REQUIREMENT:
Your response should consist of the records below, repeated exactly.

MATERIAL PROVIDED:
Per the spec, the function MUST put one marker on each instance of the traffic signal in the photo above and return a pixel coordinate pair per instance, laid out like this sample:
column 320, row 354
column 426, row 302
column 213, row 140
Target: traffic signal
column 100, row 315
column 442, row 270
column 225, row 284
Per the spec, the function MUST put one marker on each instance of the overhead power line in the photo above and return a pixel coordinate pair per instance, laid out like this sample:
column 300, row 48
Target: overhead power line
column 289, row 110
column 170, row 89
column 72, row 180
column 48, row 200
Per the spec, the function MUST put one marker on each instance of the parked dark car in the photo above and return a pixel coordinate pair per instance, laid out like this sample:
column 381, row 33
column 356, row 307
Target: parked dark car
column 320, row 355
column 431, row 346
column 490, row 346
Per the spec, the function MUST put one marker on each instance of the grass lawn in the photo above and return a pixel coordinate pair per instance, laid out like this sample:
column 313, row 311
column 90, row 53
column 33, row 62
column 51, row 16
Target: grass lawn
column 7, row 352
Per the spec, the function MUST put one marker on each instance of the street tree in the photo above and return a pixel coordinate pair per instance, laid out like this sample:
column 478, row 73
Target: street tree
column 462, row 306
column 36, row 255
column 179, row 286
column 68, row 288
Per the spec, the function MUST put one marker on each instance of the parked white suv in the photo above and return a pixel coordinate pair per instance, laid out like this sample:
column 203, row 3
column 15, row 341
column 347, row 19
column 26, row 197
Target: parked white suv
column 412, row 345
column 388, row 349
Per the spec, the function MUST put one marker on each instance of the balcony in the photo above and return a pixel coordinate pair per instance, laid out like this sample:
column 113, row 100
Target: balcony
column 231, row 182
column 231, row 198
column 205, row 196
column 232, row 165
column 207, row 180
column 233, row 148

RESULT OF THE TASK:
Per the spec, the function MUST put one marker on each instance of the traffic signal in the photo above and return a pixel coordinate pair per instance, laid out like this sample:
column 320, row 354
column 426, row 302
column 213, row 140
Target: traffic signal
column 100, row 315
column 442, row 270
column 225, row 284
Per the spec, the function MUST put one marker on each instance of the overhead power line in the photo above and return a pixel coordinate pair per instance, laid out like this sample:
column 300, row 48
Target: overhead power line
column 289, row 110
column 170, row 89
column 72, row 180
column 48, row 200
Per the spec, the function MUST put one marker on each instance of the parked dark car in the photo above and return a pixel coordinate pair per instance, laid out like this sample:
column 381, row 33
column 356, row 307
Target: parked dark car
column 320, row 355
column 431, row 346
column 490, row 346
Per the spec, the function MUST put one marker on each instance of the grass lawn in the photo above and return a pixel coordinate pair per instance, laid out like this sample:
column 313, row 311
column 90, row 53
column 33, row 62
column 51, row 16
Target: grass lawn
column 7, row 352
Per the spec, the function MUST put one marker on each instance of the street tree in the photo above and return a pixel coordinate pair per instance, laid out like this sample:
column 478, row 73
Target: street tree
column 462, row 306
column 36, row 255
column 179, row 286
column 68, row 288
Per the spec, the function MUST put one marker on each instance of the parked white suv in the photo above and return a pixel coordinate pair per instance, laid out like this sample:
column 203, row 3
column 15, row 341
column 347, row 19
column 26, row 197
Target: parked white suv
column 412, row 345
column 388, row 349
Per the spec, the function MUST put one marker on each instance of the balcony in the photo above and return a pixel coordinate pair per instance, laid out like this sample:
column 113, row 100
Target: balcony
column 231, row 182
column 231, row 198
column 205, row 196
column 232, row 165
column 207, row 180
column 233, row 148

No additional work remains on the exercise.